▸ Prompt:
Locate every line in the listing below that contains the word "buds", and copy each of those lines.

# start of Raw data

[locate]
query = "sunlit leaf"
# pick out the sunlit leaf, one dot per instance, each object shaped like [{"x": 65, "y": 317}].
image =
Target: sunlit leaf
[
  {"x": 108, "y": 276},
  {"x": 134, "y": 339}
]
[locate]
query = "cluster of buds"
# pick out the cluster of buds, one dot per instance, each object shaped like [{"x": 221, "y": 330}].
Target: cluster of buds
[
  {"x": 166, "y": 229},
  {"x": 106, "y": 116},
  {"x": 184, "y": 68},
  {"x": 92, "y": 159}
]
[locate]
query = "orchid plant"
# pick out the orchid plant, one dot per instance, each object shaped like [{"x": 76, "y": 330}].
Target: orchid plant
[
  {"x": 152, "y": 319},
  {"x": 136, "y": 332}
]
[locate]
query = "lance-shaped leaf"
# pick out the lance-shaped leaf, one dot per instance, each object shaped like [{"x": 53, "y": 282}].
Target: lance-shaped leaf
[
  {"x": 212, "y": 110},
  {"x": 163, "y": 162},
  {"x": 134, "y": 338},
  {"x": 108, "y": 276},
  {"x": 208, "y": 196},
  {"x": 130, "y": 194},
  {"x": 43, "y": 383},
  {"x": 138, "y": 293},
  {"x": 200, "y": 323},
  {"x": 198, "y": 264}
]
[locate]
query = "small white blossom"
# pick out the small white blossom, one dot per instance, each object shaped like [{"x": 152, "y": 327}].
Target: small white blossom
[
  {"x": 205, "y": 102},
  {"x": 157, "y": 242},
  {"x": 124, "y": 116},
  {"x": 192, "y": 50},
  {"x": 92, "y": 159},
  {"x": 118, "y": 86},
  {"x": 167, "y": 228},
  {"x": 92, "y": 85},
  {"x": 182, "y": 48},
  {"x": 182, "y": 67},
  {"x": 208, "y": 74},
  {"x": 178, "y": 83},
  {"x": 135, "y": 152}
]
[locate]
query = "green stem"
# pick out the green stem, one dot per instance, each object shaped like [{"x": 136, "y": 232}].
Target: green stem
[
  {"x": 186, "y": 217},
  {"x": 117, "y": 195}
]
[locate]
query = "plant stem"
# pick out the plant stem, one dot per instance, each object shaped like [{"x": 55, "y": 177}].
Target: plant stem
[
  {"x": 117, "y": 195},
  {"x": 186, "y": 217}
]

# end of Raw data
# start of Raw data

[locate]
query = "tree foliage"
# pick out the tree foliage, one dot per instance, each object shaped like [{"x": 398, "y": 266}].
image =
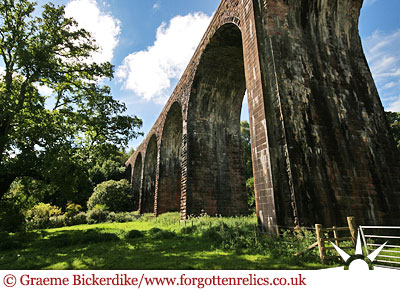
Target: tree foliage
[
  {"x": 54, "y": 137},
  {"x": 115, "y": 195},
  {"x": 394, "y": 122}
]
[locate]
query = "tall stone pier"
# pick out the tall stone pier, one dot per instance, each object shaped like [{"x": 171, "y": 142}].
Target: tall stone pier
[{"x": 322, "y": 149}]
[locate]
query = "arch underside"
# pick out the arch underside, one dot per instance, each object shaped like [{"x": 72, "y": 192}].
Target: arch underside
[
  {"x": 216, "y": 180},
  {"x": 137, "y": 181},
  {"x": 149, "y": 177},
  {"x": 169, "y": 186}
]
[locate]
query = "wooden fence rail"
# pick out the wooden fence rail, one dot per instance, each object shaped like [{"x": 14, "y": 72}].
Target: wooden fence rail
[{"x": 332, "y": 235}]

# end of Raw data
# start of Raw data

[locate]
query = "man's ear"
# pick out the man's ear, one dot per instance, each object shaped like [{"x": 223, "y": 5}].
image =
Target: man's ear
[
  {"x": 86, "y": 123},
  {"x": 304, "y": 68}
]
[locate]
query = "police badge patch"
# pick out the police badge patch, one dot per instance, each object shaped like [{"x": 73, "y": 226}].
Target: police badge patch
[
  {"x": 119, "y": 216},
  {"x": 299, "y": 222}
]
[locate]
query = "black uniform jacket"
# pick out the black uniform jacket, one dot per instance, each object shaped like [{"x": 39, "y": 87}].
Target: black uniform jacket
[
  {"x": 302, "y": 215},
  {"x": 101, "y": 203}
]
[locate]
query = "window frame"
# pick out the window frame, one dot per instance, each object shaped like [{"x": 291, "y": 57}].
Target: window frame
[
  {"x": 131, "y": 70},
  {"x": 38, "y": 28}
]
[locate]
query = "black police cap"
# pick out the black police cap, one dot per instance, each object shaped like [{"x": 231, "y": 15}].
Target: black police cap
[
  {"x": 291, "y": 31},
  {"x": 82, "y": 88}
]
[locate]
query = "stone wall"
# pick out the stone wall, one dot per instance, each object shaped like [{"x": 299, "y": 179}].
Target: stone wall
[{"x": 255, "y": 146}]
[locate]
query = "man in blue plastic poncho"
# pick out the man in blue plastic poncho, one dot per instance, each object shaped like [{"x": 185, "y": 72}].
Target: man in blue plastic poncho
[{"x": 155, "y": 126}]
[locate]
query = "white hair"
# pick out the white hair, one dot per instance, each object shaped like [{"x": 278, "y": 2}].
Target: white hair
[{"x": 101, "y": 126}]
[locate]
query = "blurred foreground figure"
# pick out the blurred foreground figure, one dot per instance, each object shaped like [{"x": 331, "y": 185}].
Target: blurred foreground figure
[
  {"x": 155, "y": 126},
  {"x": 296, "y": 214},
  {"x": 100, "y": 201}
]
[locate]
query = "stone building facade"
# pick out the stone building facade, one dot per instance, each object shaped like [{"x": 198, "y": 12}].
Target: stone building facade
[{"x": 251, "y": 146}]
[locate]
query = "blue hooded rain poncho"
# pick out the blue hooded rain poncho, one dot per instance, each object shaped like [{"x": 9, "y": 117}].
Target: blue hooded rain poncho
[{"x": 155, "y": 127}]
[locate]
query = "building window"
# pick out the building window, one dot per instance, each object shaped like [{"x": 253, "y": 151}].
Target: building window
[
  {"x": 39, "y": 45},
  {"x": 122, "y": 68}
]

# end of Raw data

▸ Result below:
query = "cluster of buds"
# pick out the cluster of buds, one dot per instance, each object shaped like [{"x": 221, "y": 330}].
Target: cluster of buds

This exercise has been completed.